Passage shown

[Start of Attachment]

Construction giant trials ‘smart’ hardhats to track employee health


news Multinational construction company Laing O’Rourke has come up with a novel way to monitor and protect employee health – an interactive ‘smart’ hardhat.

The helmet is based on a sweatband sensor array and data collection unit that can be retrofitted to an existing hardhat. It constantly reads the temperature and heart rate of the wearer, plus the external temperature and humidity. It also contains a GPS module to locate the wearer, as well as an accelerometer to indicate orientation and impacts or vibrations.

The UK-founded company, which expanded its operations in Australia in 2006 with the acquisition of Barclay Mowlem, says local vibration and sound alerts are delivered to the wearer by the control unit and all data collected is transmitted over a low-power ZigBee radio to a central gateway for storage.

The central gateway is equipped with a 3G M2M industrial router that allows remote access to all data collected and generation of alerts by SMS and email. Data is collected and organised using the evolving Internet of Things functionality offered through Microsoft’s Azure cloud platform. Microsoft partner MoQdigital assisted with the implementation.

“The safety of our staff is paramount at Laing O’Rourke; we want to make sure our people go home safely every single day,” said Ryan Macnamee, Laing O’Rourke’s global CIO. “And because of the climate in Australia, one of the issues we face is heatstroke; and the problem with heatstroke is, by the time you feel the symptoms, you already have it, so you need to have been warned well before you are exhibiting symptoms.”

“So by using a store and forward process to put the data into the cloud and leveraging Microsoft’s Power BI platform, we can streamline analysis and make better informed decisions and projections about the data we’re seeing and then proactively warn people,” Macnamee said. “That gives us the ability to alert a supervisor to say, ‘Your team has been in the sun for too long’ or, ‘An individual in your team is exhibiting symptoms of heatstroke.’ So it gives us an opportunity to be very proactive.”

Laing O’Rourke’s focus on the Internet of Things (IoT) and the hardhat technology is being driven by an internal innovation team, the Engineering Excellence Group, which was set up approximately five years ago to deliver “disruptive innovation and explore emerging technologies”.

[End of Attachment]

What you need to do
• 1. Name the four things that the smart hardhat article says the helmet constantly reads.
• 2. Print the part of the smart hardhat article that opens with the words containing "news Multinational construction company" and closes with "impacts or vibrations.".
• 3. Translate this sentence from the smart hardhat article into Spanish: "The central gateway is equipped with a 3G M2M industrial router that allows remote access to all data collected and generation of alerts by SMS and email."

Data extract

[Start of Attachment]

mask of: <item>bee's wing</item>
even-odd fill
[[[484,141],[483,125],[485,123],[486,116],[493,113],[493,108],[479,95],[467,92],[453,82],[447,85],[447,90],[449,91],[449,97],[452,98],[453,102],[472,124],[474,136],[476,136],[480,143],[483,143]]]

[End of Attachment]
[Start of Attachment]

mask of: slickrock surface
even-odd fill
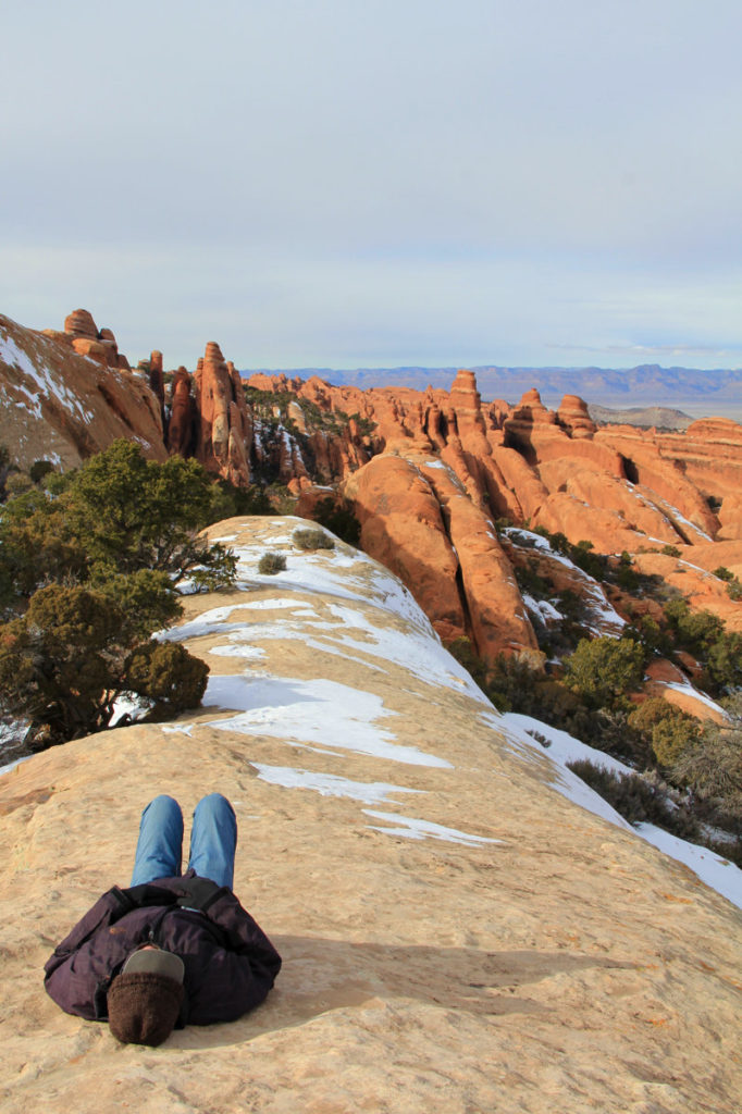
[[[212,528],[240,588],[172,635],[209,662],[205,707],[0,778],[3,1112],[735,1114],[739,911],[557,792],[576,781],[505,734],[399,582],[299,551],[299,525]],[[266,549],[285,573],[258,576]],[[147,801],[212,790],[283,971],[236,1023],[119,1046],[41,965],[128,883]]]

[End of Attachment]
[Start of Attachment]

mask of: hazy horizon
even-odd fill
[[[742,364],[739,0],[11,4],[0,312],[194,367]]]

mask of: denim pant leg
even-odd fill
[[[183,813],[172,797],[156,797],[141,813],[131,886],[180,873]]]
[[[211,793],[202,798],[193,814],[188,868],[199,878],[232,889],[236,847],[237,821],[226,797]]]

[End of Attachment]

Task results
• 1.
The wearer's temperature
The wearer's heart rate
The external temperature
Humidity

• 2.
news Multinational construction company Laing O’Rourke has come up with a novel way to monitor and protect employee health – an interactive ‘smart’ hardhat.

The helmet is based on a sweatband sensor array and data collection unit that can be retrofitted to an existing hardhat. It constantly reads the temperature and heart rate of the wearer, plus the external temperature and humidity. It also contains a GPS module to locate the wearer, as well as an accelerometer to indicate orientation and impacts or vibrations.

• 3. La pasarela central está equipada con un enrutador industrial 3G M2M que permite el acceso remoto a todos los datos recopilados y la generación de alertas por SMS y correo electrónico.